Start Document extract

War by nature is brutal, and although the combatants primarily direct violence towards each other, civilians invariably suffer greater casualties. In the 20th century, an estimate of 180 million people perished during various wars and WW II alone, over forty million civilians were killed.  Indiscriminate aerial bombardment of cities by both Allied and Axis forces during the Second World War gave air power the unsavoury reputation of being the leading cause for the death of non-combatants (collateral damage). Statistics, however, present a different picture. During the Second World War, of the forty million civilian casualties, only five per cent have been attributed to aerial bombardment whereas the rest were due to other factors. Yet the general belief that airpower remains the most significant contributor towards collateral damage in any given conflict persists.

The first decade of the 21st century has witnessed two major military operations: Enduring Freedom (2001) and Iraqi Freedom (2003), where air power was unleashed on a massive scale by one side with devastating consequences for the adversaries. While the two campaigns may be termed as conventional wars, albeit between two very unequal contestants, the fallouts of both operations have not led to peace and in fact have given birth to a relatively new form of armed struggle now being termed as Fourth Generation Warfare (4GW). Airpower is once again playing a dominant role by the stronger side, and it is also being held responsible for the majority of incidents of collateral damage that has come to light so far.

Besides the military campaigns by the USA led NATO and Allied forces in Afghanistan and Iraq respectively, airpower is also an integral part of the recent military campaigns by the Pakistani Armed Forces in Swat and South Waziristan. Termed Rah e Rast and Rah e Nijat (Swat and S. Waziristan), in both these operations, airpower provided and continues to provide critical support to the land forces in their offensive to drive out the insurgents from Swat Valley and S. Waziristan. After major military operations in Swat and South Waziristan were over, Operation Radd ul Fasaad was successfully executed in North Waziristan and Operation Radd ul Fasaad to mop up the remainders is still on.

End Document extract

◆ Given exercise 1:
In the passage on air power, what share of the forty million civilian casualties of the Second World War is attributed to aerial bombardment?

Start Raw data

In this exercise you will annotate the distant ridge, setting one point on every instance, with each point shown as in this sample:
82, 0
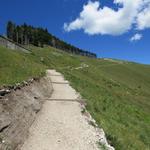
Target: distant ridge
27, 34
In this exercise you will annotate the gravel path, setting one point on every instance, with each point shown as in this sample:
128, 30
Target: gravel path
60, 125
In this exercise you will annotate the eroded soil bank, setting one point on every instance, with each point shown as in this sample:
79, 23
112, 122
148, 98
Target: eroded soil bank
18, 111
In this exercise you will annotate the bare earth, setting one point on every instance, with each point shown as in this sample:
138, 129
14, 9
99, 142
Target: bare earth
60, 125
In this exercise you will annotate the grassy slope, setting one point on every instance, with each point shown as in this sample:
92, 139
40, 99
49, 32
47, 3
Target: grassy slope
117, 93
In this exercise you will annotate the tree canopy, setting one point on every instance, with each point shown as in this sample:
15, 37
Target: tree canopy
27, 34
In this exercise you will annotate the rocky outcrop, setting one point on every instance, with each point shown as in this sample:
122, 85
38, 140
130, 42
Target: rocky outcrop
18, 110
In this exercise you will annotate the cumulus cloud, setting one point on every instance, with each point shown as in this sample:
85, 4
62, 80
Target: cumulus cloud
96, 20
143, 19
136, 37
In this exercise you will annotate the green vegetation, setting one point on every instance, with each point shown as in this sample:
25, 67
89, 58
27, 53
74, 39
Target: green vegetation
26, 34
117, 92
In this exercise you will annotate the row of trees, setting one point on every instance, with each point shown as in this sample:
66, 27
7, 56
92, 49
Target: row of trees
26, 34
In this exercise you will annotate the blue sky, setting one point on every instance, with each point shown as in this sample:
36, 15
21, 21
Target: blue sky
106, 39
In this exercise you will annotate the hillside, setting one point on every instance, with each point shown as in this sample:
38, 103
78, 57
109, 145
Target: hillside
117, 92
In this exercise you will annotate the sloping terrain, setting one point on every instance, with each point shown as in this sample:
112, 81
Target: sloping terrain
61, 123
116, 92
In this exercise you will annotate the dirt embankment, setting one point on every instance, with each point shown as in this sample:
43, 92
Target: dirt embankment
18, 111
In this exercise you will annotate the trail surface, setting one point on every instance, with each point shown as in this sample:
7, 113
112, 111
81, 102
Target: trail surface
60, 125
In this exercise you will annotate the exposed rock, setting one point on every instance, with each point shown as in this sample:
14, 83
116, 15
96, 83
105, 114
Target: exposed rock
18, 110
4, 92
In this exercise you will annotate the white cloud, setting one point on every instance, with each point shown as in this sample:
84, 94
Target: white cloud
96, 20
136, 37
143, 19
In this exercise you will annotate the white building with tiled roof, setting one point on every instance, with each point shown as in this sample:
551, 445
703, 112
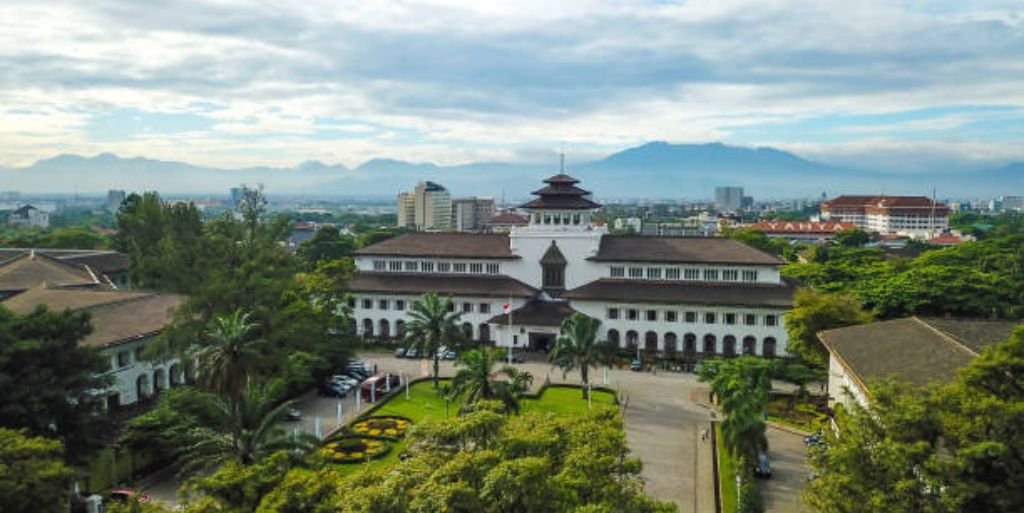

End Raw data

◆ Given exercise 2:
Return every line of the rows that contains the word "rocky", treating uppercase and lowercase as different.

◆ Response 1:
Five percent.

◆ Response 2:
In this exercise you will annotate the rocky outcrop, setting one point on every instance, with each point shown as in this sample:
Target: rocky outcrop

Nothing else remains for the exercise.